**EXCERPTED TEXT**:

====

What Gets Planted

The dry forest ecosystem of Bonaire is home to numerous rare plant and animal species. Unfortunately, with just a few mature trees left on the island and several species that are almost extinct, Bonaire’s forests are currently dominated by only three to five tree species.

Trees produce oxygen, clean the air, filter airborne pollutants, provide habitat and food sources for hundreds of species, enrich the soil and have a positive impact on the climate.

The My Bonaire Tree program seeks to re-establish these unique native trees to restore the island of Bonaire to its original splendor for future generations to come.

Here are some of the more vital yet common species that are currently being planted...


With Your Help

Trees that are symbolically adopted through My Bonaire Tree have been or will be planted into the established reforestation areas. Reforestation sites have been carefully selected to ensure that the trees you help us plant will have the greatest chance to survive and thrive. Your adoption helps us nourish seeds of hope in our native plant nurseries and to care for them as they sprout and grow into trees of change. Once planted into reforestation areas, these trees will be carefully managed and monitored to ensure their success. This includes supplemental watering and protective measures as needed. This work is being carried out by the qualified volunteers of Echo’s team. Each tree will be revisited to monitor its progress over time. For more on the process visit our Planting Cycle page.

More About the Nursery

Part of these initiatives has included the establishment of a native plant nursery for seedling propagation. The trees of Bonaire can be propagated in multiple ways. In Echo’s nurseries, the main method of propagation is germinating seeds. Seeds are collected from various areas of the island at all times of the year. Many of the seeds collected must be prepared in some way for planting. Once the seeds are prepared, they are planted into seeding soil that is mixed on site. In a few weeks to a few months, depending on the tree species, the small seedling can be planted out into a larger pot that is full of nutrient rich soil, also mixed on site. Trees on Bonaire tend to grow long, deep roots so this must also be considered when planting seedlings into pots. In Echo’s nurseries, deep pots are used whenever possible and no pots are kept directly on the ground, so that the roots of the tree cannot grow into the ground and make it impossible to move the plant without damaging the roots.

If there is a tree species that tends to not grow well from seeds, other propagation methods can be used. Some trees on the island can be grown from cuttings, which involves taking a section of a branch and planting it directly into a pot. If it is kept moist, the section of branch will sprout roots and leaves, creating a genetic clone of the tree it was collected from. Echo’s nurseries include a mist house with a timed sprinkler to ensure that these cuttings receive enough water and stay wet enough to survive. Another method of propagation is digging up and collecting small seedlings that are found naturally growing on the island. This method is only practiced in areas where it is fairly certain that goats or other herbivores will eat the seedling, and that the protection of the nursery is its greatest chance of survival. No matter what method of propagation is used, the plants will receive daily water for 6 months to a year, until they are ready to be planted out into one of Echo’s reforestation areas.

====

**DATA RECORDS**:
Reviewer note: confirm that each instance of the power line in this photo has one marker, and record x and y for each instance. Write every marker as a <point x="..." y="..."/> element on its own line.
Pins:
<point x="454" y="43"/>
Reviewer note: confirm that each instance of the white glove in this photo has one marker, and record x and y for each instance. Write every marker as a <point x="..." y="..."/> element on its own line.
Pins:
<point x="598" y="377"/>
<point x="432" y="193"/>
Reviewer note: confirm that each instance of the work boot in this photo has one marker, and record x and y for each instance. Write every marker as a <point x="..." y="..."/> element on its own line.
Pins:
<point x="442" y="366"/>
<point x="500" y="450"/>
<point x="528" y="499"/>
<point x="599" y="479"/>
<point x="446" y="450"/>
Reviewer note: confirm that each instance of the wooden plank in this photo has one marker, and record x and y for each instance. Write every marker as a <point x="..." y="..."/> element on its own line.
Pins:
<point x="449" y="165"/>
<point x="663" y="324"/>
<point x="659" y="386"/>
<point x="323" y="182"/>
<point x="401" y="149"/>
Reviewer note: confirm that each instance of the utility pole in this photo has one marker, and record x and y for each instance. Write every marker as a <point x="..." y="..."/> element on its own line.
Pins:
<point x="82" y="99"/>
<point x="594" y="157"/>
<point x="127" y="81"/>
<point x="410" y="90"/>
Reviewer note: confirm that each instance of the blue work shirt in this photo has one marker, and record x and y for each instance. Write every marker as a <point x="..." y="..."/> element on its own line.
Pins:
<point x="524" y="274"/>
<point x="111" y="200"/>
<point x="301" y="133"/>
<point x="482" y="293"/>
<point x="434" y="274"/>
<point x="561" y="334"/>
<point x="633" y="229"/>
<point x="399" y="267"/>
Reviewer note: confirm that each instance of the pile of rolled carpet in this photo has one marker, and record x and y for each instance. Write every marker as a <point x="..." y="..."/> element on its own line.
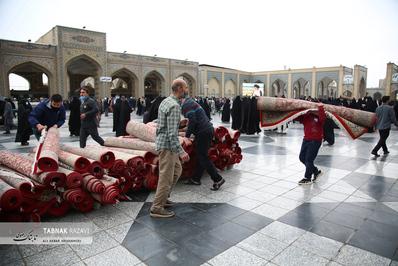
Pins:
<point x="56" y="177"/>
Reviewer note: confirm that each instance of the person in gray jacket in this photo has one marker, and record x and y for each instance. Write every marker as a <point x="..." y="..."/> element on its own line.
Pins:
<point x="8" y="116"/>
<point x="88" y="116"/>
<point x="385" y="116"/>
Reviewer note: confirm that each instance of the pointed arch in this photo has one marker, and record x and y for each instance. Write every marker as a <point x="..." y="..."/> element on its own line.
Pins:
<point x="33" y="73"/>
<point x="214" y="84"/>
<point x="79" y="68"/>
<point x="154" y="85"/>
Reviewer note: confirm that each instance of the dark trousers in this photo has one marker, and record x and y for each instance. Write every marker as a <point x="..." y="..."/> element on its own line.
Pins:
<point x="308" y="153"/>
<point x="93" y="132"/>
<point x="384" y="133"/>
<point x="203" y="161"/>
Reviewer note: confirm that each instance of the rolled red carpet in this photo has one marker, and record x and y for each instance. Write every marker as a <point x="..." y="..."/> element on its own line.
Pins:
<point x="28" y="187"/>
<point x="48" y="157"/>
<point x="85" y="205"/>
<point x="73" y="195"/>
<point x="10" y="198"/>
<point x="73" y="179"/>
<point x="110" y="196"/>
<point x="79" y="163"/>
<point x="93" y="184"/>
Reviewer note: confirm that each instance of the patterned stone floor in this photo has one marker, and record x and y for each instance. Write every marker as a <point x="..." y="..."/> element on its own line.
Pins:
<point x="259" y="217"/>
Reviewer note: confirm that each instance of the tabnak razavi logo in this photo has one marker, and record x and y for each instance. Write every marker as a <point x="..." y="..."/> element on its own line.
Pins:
<point x="21" y="236"/>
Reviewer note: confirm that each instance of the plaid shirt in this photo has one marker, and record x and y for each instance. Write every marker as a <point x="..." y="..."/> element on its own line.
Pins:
<point x="167" y="126"/>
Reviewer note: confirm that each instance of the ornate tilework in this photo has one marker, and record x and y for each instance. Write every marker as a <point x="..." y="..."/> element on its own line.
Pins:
<point x="178" y="72"/>
<point x="162" y="71"/>
<point x="11" y="60"/>
<point x="213" y="74"/>
<point x="113" y="68"/>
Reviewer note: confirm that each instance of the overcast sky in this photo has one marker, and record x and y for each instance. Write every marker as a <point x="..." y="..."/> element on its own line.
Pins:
<point x="245" y="35"/>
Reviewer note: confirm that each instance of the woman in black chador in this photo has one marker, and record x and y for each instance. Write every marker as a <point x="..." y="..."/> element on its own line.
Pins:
<point x="236" y="113"/>
<point x="74" y="117"/>
<point x="117" y="107"/>
<point x="24" y="129"/>
<point x="253" y="124"/>
<point x="124" y="118"/>
<point x="245" y="115"/>
<point x="226" y="111"/>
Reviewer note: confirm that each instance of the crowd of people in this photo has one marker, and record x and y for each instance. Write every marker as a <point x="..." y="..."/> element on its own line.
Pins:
<point x="85" y="118"/>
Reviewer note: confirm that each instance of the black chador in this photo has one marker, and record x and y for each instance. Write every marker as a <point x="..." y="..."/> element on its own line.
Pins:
<point x="236" y="113"/>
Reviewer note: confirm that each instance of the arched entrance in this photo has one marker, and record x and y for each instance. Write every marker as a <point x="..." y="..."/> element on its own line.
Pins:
<point x="230" y="89"/>
<point x="327" y="87"/>
<point x="153" y="84"/>
<point x="33" y="74"/>
<point x="278" y="88"/>
<point x="79" y="69"/>
<point x="124" y="82"/>
<point x="301" y="88"/>
<point x="214" y="85"/>
<point x="241" y="87"/>
<point x="362" y="88"/>
<point x="191" y="83"/>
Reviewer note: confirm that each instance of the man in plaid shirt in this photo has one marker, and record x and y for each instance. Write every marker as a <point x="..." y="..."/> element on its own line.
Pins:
<point x="169" y="147"/>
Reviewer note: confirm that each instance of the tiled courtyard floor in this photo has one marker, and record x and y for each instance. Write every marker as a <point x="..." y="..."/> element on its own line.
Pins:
<point x="260" y="216"/>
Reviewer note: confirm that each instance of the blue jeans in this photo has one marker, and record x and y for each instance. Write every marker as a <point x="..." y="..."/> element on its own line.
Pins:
<point x="308" y="153"/>
<point x="384" y="133"/>
<point x="203" y="161"/>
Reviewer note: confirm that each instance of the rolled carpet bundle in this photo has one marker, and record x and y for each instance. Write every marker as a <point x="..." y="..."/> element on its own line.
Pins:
<point x="136" y="184"/>
<point x="129" y="172"/>
<point x="48" y="156"/>
<point x="51" y="179"/>
<point x="10" y="198"/>
<point x="110" y="196"/>
<point x="73" y="179"/>
<point x="131" y="143"/>
<point x="78" y="163"/>
<point x="73" y="195"/>
<point x="58" y="208"/>
<point x="24" y="165"/>
<point x="93" y="184"/>
<point x="213" y="154"/>
<point x="28" y="187"/>
<point x="85" y="205"/>
<point x="131" y="160"/>
<point x="118" y="166"/>
<point x="141" y="130"/>
<point x="147" y="155"/>
<point x="106" y="159"/>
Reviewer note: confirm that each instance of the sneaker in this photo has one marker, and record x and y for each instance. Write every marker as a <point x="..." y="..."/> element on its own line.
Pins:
<point x="216" y="186"/>
<point x="317" y="176"/>
<point x="374" y="153"/>
<point x="305" y="181"/>
<point x="162" y="214"/>
<point x="191" y="182"/>
<point x="169" y="203"/>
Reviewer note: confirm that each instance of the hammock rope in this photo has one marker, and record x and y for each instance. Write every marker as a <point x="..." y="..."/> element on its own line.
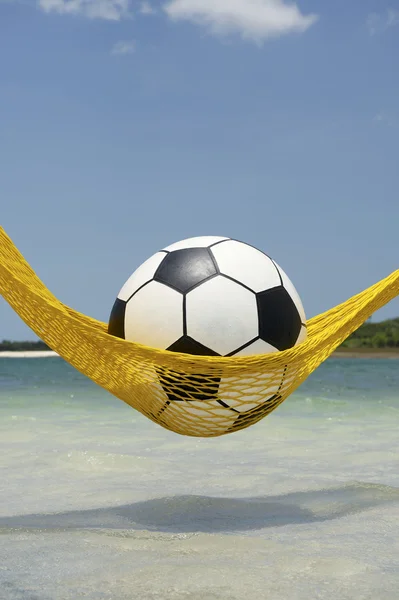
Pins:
<point x="200" y="396"/>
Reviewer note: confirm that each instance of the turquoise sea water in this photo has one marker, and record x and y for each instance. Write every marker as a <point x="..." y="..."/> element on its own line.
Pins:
<point x="98" y="502"/>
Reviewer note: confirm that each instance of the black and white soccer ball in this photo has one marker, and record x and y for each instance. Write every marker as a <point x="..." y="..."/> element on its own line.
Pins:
<point x="211" y="296"/>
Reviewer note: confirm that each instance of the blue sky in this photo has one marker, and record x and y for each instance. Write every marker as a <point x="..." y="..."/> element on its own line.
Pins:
<point x="126" y="126"/>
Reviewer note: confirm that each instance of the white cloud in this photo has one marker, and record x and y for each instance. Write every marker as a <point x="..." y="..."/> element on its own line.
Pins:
<point x="146" y="8"/>
<point x="252" y="19"/>
<point x="124" y="47"/>
<point x="379" y="22"/>
<point x="111" y="10"/>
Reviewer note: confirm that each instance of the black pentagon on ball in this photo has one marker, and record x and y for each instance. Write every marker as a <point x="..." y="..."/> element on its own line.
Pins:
<point x="180" y="387"/>
<point x="116" y="325"/>
<point x="184" y="269"/>
<point x="279" y="320"/>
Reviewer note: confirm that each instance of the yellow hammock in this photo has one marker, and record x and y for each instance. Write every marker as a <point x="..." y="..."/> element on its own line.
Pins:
<point x="192" y="395"/>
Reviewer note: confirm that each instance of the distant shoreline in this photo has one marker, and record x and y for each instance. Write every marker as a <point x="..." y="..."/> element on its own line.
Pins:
<point x="27" y="354"/>
<point x="341" y="353"/>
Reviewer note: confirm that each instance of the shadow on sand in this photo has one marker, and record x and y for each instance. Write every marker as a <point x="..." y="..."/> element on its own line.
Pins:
<point x="184" y="514"/>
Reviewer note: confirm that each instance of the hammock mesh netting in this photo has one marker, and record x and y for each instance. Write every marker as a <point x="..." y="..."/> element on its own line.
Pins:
<point x="191" y="395"/>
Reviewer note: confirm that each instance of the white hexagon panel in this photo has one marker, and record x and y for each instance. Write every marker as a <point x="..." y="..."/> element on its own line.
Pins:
<point x="222" y="315"/>
<point x="154" y="316"/>
<point x="246" y="264"/>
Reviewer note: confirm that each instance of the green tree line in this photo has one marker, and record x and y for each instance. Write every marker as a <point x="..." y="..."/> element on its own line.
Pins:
<point x="375" y="335"/>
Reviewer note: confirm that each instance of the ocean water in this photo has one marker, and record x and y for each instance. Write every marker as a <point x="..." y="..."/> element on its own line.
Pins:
<point x="98" y="502"/>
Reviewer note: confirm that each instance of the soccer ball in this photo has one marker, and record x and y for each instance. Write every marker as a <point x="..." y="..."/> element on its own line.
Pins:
<point x="212" y="296"/>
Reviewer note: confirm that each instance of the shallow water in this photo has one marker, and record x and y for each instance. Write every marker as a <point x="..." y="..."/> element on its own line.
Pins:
<point x="98" y="502"/>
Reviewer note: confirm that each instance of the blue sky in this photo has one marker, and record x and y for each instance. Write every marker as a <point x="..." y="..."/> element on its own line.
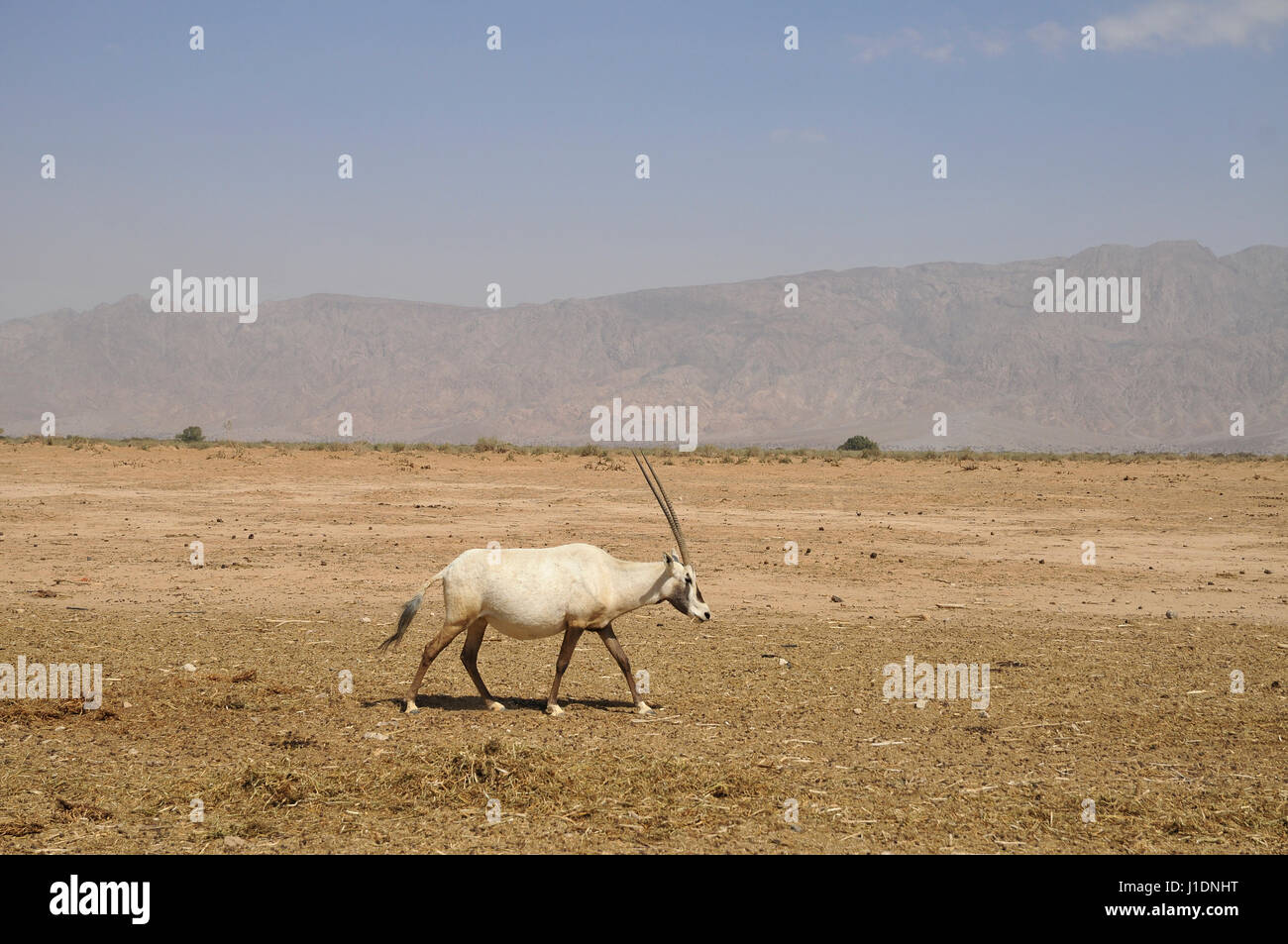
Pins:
<point x="516" y="166"/>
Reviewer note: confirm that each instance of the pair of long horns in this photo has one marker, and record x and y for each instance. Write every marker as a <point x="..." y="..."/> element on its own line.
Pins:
<point x="655" y="484"/>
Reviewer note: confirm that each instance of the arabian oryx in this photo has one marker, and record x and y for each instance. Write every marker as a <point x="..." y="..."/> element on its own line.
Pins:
<point x="536" y="592"/>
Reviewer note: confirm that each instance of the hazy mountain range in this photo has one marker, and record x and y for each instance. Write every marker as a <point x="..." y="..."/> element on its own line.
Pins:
<point x="872" y="351"/>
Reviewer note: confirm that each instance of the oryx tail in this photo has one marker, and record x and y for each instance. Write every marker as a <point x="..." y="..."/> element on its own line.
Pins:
<point x="411" y="609"/>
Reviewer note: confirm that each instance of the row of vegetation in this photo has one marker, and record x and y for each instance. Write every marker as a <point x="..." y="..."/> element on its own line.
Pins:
<point x="855" y="447"/>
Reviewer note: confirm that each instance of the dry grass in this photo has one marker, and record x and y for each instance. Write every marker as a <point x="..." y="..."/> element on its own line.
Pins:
<point x="1096" y="693"/>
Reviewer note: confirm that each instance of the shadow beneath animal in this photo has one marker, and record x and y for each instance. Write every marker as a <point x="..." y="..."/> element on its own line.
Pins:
<point x="476" y="703"/>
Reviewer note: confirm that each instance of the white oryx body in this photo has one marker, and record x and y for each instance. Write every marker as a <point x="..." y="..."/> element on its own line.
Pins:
<point x="537" y="592"/>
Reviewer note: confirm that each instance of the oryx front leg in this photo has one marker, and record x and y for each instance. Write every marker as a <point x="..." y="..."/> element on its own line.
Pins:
<point x="570" y="644"/>
<point x="471" y="660"/>
<point x="625" y="665"/>
<point x="436" y="646"/>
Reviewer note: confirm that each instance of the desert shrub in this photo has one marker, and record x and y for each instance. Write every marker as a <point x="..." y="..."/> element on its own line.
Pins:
<point x="858" y="443"/>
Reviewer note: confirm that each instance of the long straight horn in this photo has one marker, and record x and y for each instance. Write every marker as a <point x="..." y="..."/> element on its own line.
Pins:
<point x="664" y="501"/>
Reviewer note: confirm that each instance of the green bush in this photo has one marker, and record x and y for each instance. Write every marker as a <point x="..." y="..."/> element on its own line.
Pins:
<point x="859" y="445"/>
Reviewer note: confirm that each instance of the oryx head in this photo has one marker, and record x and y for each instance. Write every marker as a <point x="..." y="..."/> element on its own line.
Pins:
<point x="681" y="587"/>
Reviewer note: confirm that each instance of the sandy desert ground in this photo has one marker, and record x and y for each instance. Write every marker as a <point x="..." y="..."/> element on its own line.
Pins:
<point x="1096" y="693"/>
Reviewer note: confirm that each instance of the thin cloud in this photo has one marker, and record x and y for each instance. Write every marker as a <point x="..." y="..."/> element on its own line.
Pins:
<point x="1179" y="24"/>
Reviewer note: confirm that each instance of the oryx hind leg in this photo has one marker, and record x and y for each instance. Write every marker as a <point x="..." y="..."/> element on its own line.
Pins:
<point x="566" y="651"/>
<point x="625" y="665"/>
<point x="471" y="660"/>
<point x="450" y="631"/>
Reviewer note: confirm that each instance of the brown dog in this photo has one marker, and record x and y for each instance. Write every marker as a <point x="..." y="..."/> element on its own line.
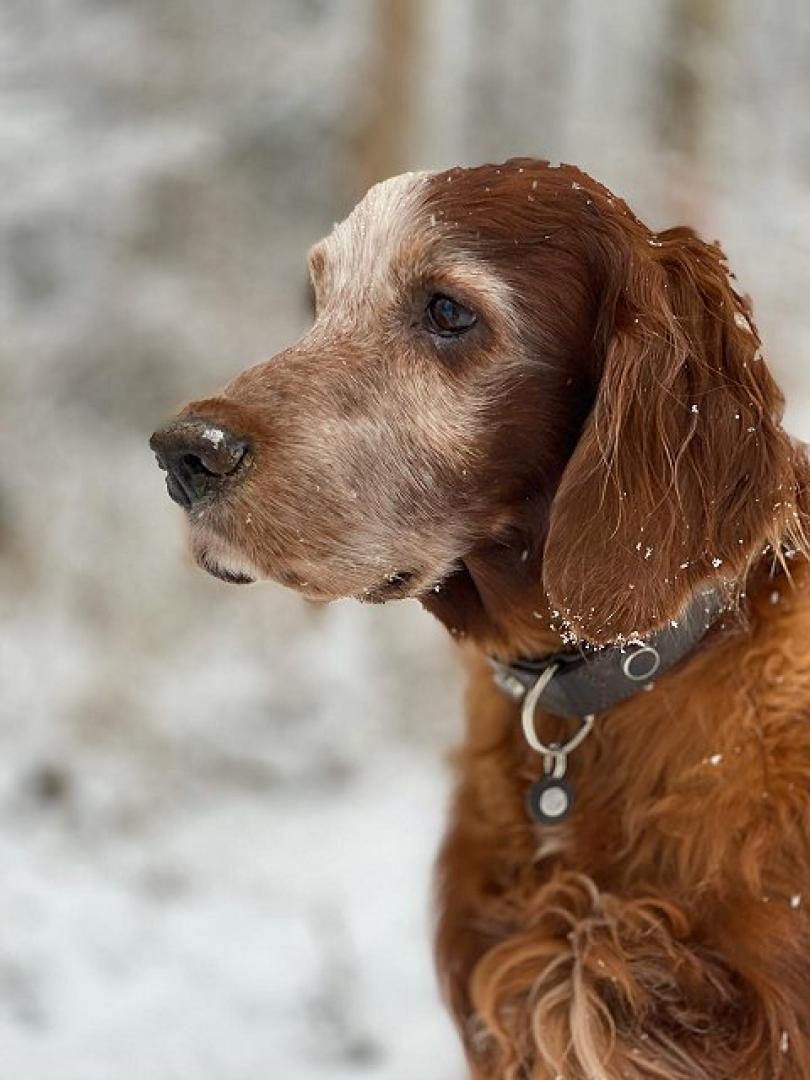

====

**TO DO**: List every benefit of trees that the text on Bonaire's tree planting gives. The data that comes after the text about planting trees on Bonaire is separate and unrelated to it.

**WRITTEN ANSWER**:
- They produce oxygen.
- They clean the air.
- They filter airborne pollutants.
- They provide habitat and food sources for hundreds of species.
- They enrich the soil.
- They have a positive impact on the climate.